***** DATASET ENTRIES

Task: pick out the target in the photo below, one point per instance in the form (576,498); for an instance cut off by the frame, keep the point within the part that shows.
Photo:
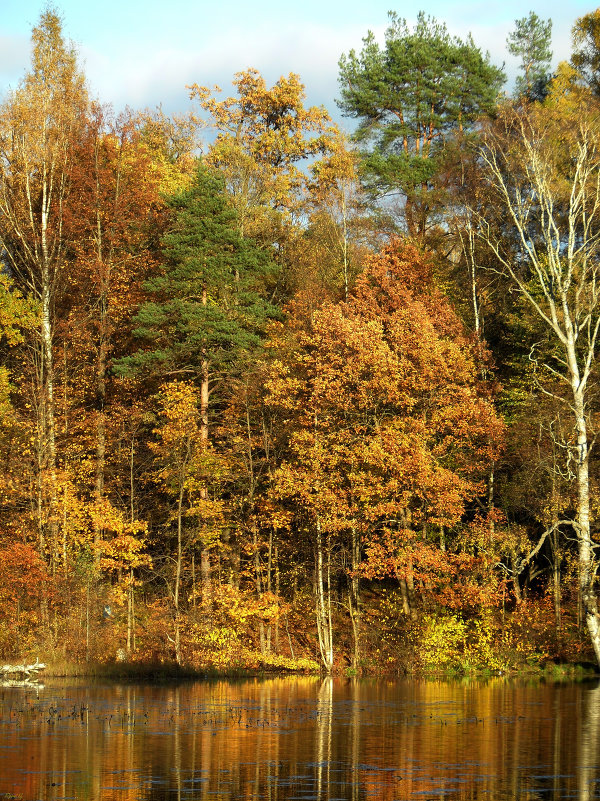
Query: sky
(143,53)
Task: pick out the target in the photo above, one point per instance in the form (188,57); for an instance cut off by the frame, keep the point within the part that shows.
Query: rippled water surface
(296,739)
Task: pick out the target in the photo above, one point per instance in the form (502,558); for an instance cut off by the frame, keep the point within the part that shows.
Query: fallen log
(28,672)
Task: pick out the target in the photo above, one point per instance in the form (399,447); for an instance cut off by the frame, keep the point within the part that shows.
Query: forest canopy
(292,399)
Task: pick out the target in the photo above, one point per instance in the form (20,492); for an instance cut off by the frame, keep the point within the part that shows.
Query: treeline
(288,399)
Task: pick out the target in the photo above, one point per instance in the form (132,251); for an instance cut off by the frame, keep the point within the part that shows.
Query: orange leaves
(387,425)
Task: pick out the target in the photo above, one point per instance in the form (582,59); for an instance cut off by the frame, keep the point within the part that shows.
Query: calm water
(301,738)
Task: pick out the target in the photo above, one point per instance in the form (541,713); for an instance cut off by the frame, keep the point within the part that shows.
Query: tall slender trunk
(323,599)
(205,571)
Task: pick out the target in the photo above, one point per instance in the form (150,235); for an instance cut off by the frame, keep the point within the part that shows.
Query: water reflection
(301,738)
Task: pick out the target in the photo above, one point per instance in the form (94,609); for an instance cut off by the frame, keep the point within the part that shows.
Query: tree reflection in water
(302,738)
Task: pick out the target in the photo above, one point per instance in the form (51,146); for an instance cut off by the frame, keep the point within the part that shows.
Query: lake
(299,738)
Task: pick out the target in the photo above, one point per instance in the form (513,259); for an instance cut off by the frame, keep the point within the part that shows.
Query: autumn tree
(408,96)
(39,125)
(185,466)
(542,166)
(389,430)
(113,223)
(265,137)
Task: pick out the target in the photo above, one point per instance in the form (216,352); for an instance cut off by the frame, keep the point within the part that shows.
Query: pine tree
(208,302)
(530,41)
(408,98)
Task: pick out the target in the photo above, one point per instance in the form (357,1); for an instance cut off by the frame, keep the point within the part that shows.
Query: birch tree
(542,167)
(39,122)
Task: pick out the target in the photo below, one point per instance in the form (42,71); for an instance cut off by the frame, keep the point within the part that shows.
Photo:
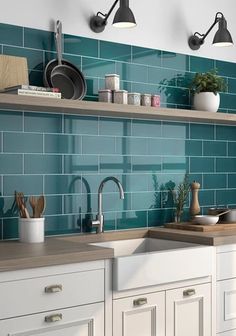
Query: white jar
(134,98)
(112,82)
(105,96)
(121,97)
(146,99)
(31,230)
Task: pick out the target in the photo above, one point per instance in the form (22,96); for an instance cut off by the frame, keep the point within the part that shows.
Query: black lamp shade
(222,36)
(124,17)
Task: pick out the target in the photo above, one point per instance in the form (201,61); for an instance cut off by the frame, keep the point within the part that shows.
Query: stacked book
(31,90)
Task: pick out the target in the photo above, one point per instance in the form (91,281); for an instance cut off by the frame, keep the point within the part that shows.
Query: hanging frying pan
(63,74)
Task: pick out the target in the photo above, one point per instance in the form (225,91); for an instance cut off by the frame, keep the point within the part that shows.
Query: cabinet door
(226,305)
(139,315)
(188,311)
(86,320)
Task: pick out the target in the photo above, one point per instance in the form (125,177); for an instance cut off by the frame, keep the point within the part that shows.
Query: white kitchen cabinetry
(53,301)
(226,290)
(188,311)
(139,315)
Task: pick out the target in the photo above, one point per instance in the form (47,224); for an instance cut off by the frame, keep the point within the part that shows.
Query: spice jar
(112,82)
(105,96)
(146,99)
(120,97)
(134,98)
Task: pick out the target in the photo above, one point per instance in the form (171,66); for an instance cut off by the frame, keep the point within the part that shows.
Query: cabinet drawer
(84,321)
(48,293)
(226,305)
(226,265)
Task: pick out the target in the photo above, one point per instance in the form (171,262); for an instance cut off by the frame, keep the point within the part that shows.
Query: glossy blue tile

**********

**EXERCISE**.
Do not copy pictures. Restate exactly the lines from the one containing "the form (42,71);" through the last line of the records.

**CORRECT OUTPUT**.
Task: pick out the target in the photo below, one point per instance in the form (42,71); for an instance cut off by the frame, keep the point within the part that shows.
Photo:
Query: white jar
(134,98)
(112,82)
(105,96)
(121,97)
(146,99)
(31,230)
Task: pick out the target in the photo above, one point per instance in the form (22,96); for an instance cut off by the frame, keep the point within the part that shows.
Query: black lamp shade
(222,36)
(124,17)
Task: pick out the target in the photo above, one point per instance in the form (201,61); for an instance cut off by the frame, keep the point within the part that shows.
Query: stacked book
(31,90)
Task: pick out the target in the photo above, one point per instance in the form (91,281); for an instance cut off by the frame, keep the point within the part that shows.
Query: hanging frying pan
(63,74)
Task: pick out the target in the photo above, one point per instance in the form (225,91); for an instance cut off by the frame, keep the point within the part that shows.
Query: cabinet door
(226,305)
(139,315)
(188,311)
(86,320)
Task: pick out the target in the photo above, one point per instance in the form (125,177); for an instance cut off by the frame, keep the point within the part that shows.
Query: white kitchen cabinetry
(53,301)
(226,290)
(188,311)
(139,315)
Task: pick out the target in the photo above, one point per instance in the form (47,224); for an instance cut off by the frame, keep the point within the part that shows.
Query: spice jar
(112,82)
(105,96)
(146,99)
(120,97)
(134,98)
Task: pick out the target in the photo above, one point per instance in the form (171,66); for an instance cut off by the frame, keep the point within the part that shows.
Query: cabinet drawer
(84,321)
(48,293)
(226,305)
(226,265)
Task: pick out the target in the photo above, one point per instance in the form (171,262); for an instance cut off by the frame, keep the point within the part that shows.
Query: glossy blue tile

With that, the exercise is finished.